#### Excerpt to read

There is a very good reason: The threat is there and growing. However, all the attention the major sources of cyber attacks and espionage is receiving may have distorted our views. That distortion could be extremely dangerous and very costly. If you really dive into what it would take to collect target intelligence, research and create a cyber weapon for that specific target, and attack and launch it, it is not that expensive. Most extremist and terrorist groups could easily fund such an effort. For that matter, many individuals could fund or raise the money necessary to carry out such an attack.

That fact is what has many cyber strategists and defense planners working overtime nowadays. I can recall several incidents where during the hours after an attack, the chief information security officer at the target exclaimed: “It kind of came out of nowhere and we were blindsided.”

#### Given information
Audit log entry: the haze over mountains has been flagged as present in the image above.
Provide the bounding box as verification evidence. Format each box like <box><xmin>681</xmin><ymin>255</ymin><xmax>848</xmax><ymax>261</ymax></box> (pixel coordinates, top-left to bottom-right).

#### What to produce
Carry on the passage on cyber attacks from where it stops. The material has nothing to do with the passage on cyber attacks.

#### Task response
Recently, cyber attack threat analysts have publicly warned what has become a common theme: It is not a matter of if, but when, as it relates to a successful cyber attack against the United States. Just consider the current cyber threatscape. There are hackers in organized crime entities — criminals, hacktivists, cyber terrorists and organizations within rogue nation-states — all pitted against our cyber defenders. How many critical U.S. systems are in use today that have one or more vulnerabilities that could be exploited by a cyber attacker? How many hackers are out there globally actively looking for zero-day vulnerabilities or are developing new malware? Now consider how many cyber defenders are guarding those critical U.S. systems. What do you think the attack to defender ratio is — 10-to-1, 100-to-1, 1,000-to-1 or more? No one knows the answer, but we are outnumbered to be sure.

I believe we have the best cyber defenders in the world, but with this growing ratio, it is not a matter of if, but when, cyber attackers will get the better of us in a big way.